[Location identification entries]
==========

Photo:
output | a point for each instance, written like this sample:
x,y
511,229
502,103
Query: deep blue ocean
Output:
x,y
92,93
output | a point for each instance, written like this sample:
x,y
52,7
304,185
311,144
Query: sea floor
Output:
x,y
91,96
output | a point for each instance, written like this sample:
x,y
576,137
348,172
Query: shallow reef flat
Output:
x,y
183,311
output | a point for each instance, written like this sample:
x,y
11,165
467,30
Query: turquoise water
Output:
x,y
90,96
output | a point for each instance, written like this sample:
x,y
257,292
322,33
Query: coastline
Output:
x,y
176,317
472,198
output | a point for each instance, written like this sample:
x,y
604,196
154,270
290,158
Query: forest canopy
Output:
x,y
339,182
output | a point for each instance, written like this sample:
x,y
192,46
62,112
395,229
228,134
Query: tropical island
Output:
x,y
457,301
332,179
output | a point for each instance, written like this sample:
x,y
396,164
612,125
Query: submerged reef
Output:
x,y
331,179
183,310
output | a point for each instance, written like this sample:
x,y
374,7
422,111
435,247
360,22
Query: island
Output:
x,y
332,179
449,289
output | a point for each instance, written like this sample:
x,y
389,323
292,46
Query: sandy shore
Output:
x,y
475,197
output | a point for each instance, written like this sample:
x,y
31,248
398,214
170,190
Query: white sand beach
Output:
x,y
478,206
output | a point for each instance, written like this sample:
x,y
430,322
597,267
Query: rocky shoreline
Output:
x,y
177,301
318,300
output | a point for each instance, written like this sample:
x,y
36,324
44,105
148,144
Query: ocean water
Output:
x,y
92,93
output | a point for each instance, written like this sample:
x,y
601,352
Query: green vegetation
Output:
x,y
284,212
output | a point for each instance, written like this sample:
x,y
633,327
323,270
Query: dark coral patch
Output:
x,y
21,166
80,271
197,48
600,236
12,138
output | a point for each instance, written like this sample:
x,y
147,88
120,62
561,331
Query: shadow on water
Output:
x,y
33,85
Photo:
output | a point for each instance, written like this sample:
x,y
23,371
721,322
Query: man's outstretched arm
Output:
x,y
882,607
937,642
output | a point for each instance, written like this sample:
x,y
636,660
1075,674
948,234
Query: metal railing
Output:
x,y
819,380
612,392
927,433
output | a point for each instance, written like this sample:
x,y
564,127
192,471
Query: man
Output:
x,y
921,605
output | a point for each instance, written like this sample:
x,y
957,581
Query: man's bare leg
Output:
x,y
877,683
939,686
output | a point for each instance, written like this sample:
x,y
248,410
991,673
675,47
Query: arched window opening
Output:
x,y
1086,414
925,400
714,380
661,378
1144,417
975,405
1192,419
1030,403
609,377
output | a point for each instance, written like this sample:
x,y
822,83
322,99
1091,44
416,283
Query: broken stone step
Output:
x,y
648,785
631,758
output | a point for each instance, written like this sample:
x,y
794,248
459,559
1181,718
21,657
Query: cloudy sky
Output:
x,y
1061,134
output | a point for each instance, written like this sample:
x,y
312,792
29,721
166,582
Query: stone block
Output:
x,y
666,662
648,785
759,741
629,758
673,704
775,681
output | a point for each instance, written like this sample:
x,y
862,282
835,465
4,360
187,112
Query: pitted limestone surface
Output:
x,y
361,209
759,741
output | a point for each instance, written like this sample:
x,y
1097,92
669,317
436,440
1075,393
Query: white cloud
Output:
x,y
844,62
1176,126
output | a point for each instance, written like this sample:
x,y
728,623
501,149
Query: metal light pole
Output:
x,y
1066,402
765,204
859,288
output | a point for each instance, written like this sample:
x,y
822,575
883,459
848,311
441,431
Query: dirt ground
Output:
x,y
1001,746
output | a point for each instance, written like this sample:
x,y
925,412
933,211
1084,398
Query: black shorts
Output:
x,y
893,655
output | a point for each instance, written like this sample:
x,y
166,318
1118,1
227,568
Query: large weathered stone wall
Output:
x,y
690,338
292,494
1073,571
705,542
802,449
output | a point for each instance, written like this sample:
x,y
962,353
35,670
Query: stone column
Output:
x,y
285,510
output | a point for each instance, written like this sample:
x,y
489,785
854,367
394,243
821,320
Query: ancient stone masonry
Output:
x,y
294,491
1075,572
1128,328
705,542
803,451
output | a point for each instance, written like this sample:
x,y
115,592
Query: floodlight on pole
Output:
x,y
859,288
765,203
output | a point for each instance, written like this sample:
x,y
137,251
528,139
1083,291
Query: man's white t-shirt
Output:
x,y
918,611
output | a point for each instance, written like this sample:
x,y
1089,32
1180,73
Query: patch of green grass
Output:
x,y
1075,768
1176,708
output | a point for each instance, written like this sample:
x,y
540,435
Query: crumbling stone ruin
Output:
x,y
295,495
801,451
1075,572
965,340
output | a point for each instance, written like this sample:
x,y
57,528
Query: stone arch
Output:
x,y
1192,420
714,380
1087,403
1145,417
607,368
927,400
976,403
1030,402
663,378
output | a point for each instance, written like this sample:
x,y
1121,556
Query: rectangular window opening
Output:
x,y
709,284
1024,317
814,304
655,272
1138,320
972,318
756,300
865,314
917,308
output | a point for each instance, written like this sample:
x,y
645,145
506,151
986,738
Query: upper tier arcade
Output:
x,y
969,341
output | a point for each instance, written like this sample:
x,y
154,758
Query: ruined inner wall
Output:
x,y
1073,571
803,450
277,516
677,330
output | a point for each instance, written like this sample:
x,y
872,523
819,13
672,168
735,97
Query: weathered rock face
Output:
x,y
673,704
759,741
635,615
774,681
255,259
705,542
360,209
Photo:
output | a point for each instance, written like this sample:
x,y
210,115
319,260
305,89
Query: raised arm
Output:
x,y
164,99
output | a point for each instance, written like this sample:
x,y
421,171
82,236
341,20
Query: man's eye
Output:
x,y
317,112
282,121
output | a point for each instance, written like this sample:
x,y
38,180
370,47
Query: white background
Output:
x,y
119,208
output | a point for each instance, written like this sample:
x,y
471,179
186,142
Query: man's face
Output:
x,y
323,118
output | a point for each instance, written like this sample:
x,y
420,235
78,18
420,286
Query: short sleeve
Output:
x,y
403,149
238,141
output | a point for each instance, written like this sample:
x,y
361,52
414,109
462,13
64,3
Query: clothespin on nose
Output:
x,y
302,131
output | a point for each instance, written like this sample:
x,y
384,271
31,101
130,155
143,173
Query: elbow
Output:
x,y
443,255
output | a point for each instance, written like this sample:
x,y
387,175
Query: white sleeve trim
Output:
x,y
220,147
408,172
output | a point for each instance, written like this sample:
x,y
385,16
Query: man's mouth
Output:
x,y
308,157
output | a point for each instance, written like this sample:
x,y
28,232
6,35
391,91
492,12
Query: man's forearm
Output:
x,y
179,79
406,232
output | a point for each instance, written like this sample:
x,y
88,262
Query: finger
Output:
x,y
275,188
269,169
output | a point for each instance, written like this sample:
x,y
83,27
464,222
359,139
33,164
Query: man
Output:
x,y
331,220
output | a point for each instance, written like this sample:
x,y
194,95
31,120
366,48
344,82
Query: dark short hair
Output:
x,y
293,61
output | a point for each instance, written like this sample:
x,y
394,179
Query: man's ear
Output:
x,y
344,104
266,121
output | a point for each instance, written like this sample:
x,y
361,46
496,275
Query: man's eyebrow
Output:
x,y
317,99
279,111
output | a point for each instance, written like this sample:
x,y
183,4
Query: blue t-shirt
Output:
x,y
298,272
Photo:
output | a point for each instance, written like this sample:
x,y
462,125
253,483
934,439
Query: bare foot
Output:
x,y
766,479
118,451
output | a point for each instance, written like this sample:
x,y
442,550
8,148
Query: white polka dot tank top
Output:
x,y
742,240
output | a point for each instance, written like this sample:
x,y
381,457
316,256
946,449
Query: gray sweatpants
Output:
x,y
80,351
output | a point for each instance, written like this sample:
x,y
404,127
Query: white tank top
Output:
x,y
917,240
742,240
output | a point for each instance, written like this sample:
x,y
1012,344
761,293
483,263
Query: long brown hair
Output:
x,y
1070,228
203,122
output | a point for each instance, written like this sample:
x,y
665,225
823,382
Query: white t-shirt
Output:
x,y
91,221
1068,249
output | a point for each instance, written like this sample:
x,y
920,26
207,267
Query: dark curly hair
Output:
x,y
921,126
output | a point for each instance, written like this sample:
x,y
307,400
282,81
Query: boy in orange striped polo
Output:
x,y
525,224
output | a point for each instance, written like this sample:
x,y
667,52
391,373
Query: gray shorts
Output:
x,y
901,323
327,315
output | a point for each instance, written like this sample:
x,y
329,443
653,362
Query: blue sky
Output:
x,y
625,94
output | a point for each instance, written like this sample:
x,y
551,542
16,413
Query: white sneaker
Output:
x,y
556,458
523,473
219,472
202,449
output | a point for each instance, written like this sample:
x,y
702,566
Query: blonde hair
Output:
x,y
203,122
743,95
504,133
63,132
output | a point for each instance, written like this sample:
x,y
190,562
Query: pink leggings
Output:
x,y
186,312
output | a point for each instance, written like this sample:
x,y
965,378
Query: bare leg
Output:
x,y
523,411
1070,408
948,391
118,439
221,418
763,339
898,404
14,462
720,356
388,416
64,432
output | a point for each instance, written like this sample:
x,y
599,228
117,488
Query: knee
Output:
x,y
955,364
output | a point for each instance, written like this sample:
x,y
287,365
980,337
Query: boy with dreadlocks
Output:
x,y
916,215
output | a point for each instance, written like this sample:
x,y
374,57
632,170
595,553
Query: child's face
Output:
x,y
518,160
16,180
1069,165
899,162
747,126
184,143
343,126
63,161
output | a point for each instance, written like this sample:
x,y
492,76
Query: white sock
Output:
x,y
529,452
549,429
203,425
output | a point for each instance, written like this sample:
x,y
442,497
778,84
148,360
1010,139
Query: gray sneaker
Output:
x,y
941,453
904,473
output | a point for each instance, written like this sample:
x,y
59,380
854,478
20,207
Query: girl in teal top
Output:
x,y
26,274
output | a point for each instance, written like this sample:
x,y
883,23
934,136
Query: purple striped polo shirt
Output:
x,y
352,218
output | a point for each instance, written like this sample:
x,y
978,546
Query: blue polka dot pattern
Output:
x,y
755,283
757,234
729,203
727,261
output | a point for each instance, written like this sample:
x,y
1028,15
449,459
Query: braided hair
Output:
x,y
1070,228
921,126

==========

• [Your goal]
Return every line of the data above that contains the string "weathered". Case counts.

• [Solution to the problem]
Query: large weathered stone wall
Query: weathered rock face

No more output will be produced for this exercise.